* _Requirements_
Gather each line of the data below that contains the word "navy".

* START Input data *

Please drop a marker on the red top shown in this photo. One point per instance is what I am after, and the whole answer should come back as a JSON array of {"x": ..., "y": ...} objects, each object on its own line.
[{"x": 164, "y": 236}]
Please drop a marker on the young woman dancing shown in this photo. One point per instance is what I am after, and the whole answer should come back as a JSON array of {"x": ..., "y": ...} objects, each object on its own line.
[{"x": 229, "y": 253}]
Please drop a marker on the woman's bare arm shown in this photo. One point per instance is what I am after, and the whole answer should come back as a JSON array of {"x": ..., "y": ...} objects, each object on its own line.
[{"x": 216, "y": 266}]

* END Input data *
* START Input data *

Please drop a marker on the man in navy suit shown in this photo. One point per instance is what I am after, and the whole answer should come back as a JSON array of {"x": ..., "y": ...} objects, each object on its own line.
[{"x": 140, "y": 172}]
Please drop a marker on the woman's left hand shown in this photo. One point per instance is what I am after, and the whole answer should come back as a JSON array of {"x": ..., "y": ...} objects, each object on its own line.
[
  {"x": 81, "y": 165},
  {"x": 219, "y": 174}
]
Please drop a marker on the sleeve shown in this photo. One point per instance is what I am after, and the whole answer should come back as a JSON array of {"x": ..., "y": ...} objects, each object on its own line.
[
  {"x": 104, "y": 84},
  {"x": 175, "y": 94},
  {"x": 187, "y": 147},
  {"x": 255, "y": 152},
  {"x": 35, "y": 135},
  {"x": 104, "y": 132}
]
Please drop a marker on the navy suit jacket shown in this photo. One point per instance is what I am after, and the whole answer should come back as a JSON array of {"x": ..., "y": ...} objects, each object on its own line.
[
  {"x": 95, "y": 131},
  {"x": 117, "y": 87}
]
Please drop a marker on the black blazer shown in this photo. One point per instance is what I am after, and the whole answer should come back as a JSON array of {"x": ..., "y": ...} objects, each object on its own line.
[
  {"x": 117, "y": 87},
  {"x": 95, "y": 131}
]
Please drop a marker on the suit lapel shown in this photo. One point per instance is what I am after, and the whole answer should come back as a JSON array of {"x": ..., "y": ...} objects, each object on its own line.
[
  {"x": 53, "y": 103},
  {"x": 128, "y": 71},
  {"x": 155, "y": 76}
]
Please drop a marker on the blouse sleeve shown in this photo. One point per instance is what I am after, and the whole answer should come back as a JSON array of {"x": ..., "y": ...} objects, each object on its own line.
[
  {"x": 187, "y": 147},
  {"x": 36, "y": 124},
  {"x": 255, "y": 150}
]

* END Input data *

* _Complete output_
Please drop a marker on the man in navy suit shown in this photo. One point per instance is what I am after, and the whole answer should come back as a JSON array of {"x": ..., "y": ...} objects, each object on its own line.
Please drop a marker on the navy suit jacket shown in this photo. One point per instance is what I am after, and the whole answer should come back as a JSON array of {"x": ..., "y": ...} objects, each object on its own line.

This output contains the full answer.